TASK REQUIREMENTS: Print again, word for word, everything from the row containing "the red label" down to the last of the rows below.

>> Start DATA FOR THIS EXERCISE

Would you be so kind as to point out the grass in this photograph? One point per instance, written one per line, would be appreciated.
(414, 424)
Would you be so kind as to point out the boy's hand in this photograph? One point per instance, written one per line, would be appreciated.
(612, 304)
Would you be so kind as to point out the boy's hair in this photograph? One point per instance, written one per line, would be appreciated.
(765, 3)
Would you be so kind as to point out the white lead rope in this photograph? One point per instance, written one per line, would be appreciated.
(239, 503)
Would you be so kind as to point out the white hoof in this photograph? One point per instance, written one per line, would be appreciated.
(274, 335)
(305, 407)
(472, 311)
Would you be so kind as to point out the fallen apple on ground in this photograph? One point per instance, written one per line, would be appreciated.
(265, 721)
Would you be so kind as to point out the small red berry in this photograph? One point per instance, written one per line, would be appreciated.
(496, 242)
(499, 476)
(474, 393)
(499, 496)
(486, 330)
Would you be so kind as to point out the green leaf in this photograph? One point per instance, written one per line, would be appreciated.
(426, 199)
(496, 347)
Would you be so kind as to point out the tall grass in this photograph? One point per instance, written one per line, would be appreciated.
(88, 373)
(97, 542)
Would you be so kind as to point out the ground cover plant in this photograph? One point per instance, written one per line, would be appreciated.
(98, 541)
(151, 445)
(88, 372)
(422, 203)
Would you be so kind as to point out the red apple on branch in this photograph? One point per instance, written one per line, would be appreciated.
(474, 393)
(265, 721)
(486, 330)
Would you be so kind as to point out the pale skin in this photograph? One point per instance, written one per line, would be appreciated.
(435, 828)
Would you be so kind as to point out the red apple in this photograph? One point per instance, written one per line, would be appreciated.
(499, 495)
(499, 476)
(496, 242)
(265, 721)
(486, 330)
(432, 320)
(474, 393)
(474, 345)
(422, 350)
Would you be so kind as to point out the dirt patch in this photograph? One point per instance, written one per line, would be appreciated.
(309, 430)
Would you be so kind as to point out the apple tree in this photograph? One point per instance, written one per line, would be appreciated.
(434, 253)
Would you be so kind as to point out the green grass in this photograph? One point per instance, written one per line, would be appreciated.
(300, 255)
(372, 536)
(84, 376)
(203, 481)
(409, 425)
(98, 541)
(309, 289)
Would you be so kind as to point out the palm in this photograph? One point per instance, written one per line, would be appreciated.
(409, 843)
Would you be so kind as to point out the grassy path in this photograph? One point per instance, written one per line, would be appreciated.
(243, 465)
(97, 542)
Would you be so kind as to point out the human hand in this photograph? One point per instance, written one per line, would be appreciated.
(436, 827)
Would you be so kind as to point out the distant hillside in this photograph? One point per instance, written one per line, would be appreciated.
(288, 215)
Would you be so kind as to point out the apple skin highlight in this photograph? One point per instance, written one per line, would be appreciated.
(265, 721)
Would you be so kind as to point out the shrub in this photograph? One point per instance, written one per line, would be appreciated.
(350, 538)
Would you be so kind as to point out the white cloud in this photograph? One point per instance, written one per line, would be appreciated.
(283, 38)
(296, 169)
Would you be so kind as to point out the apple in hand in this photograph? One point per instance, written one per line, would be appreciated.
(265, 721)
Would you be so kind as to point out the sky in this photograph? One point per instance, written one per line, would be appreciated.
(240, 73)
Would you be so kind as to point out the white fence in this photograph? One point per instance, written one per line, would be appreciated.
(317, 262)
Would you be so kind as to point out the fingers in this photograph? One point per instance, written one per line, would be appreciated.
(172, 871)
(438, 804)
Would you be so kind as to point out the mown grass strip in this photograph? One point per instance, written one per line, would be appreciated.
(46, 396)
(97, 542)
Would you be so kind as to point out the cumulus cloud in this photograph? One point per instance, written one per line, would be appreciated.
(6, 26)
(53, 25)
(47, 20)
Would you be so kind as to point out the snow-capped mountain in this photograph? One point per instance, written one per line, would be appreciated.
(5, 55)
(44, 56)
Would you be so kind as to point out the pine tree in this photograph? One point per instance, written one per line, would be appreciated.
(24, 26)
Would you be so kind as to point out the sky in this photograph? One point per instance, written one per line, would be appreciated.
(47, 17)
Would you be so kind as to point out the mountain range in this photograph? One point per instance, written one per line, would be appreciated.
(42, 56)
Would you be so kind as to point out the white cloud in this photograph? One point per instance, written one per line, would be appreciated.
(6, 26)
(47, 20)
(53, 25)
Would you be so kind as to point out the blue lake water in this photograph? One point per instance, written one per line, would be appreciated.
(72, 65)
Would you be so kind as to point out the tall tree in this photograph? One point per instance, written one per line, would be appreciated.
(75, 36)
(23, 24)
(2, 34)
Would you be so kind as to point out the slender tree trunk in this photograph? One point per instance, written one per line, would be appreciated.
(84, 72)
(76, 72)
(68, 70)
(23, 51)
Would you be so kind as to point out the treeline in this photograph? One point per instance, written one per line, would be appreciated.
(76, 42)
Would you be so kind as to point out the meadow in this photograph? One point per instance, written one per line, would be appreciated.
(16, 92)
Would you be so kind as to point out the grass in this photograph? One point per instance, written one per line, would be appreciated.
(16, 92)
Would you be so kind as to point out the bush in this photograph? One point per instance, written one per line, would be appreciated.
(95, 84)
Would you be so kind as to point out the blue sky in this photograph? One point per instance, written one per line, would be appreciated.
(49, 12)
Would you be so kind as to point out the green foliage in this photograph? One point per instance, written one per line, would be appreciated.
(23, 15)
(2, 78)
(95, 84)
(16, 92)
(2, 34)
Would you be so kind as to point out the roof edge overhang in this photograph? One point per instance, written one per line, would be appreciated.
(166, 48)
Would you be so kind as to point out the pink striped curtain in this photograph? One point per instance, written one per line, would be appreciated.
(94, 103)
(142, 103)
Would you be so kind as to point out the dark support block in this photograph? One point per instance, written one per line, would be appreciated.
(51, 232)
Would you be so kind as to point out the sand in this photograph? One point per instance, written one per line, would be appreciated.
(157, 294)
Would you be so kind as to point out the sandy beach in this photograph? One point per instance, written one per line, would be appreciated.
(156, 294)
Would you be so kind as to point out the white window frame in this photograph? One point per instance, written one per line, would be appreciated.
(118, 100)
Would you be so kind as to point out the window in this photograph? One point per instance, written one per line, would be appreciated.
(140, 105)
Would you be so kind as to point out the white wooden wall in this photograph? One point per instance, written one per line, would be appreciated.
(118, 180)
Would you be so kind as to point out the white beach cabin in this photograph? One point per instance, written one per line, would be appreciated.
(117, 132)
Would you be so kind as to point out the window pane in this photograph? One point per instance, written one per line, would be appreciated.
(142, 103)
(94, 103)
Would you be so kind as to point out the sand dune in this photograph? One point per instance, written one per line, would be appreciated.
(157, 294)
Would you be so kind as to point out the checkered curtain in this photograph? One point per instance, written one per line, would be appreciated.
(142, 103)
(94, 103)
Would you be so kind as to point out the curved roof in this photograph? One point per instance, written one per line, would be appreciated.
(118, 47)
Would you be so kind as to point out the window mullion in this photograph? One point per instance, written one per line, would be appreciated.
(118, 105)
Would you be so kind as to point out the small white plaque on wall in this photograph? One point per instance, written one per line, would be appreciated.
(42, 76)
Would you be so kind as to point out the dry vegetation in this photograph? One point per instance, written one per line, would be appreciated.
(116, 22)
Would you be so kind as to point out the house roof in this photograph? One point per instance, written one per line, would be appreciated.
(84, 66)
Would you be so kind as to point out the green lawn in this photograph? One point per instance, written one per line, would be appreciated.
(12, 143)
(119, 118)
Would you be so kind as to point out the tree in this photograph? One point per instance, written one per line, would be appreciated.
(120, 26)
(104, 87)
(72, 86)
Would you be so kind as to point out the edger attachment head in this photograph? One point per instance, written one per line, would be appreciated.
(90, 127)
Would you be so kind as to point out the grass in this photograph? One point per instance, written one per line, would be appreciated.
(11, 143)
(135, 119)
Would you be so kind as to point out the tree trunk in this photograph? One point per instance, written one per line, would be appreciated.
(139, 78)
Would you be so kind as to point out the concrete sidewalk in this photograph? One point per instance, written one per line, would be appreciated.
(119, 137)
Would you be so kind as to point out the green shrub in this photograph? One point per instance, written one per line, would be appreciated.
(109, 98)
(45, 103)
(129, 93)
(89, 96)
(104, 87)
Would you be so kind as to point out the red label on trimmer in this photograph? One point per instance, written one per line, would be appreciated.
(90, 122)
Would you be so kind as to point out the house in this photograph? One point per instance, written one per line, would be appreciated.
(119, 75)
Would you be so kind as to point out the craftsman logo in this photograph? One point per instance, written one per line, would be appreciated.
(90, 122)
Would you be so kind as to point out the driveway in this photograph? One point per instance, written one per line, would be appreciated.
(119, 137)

>> End DATA FOR THIS EXERCISE

RESPONSE TO THIS EXERCISE:
Would you be so kind as to point out the red label on trimmer in this photograph? One point per instance, written one per line, would be appreciated.
(90, 122)
Would you be so kind as to point out the house in this photograph? One point per instance, written one per line, would be appreciated.
(119, 75)
Would you be so kind as to point out the craftsman logo in this photograph? One point per instance, written one per line, would be appreciated.
(90, 122)
Would you be so kind as to point out the driveway in this photograph? One point per instance, written one per line, would be appreciated.
(119, 137)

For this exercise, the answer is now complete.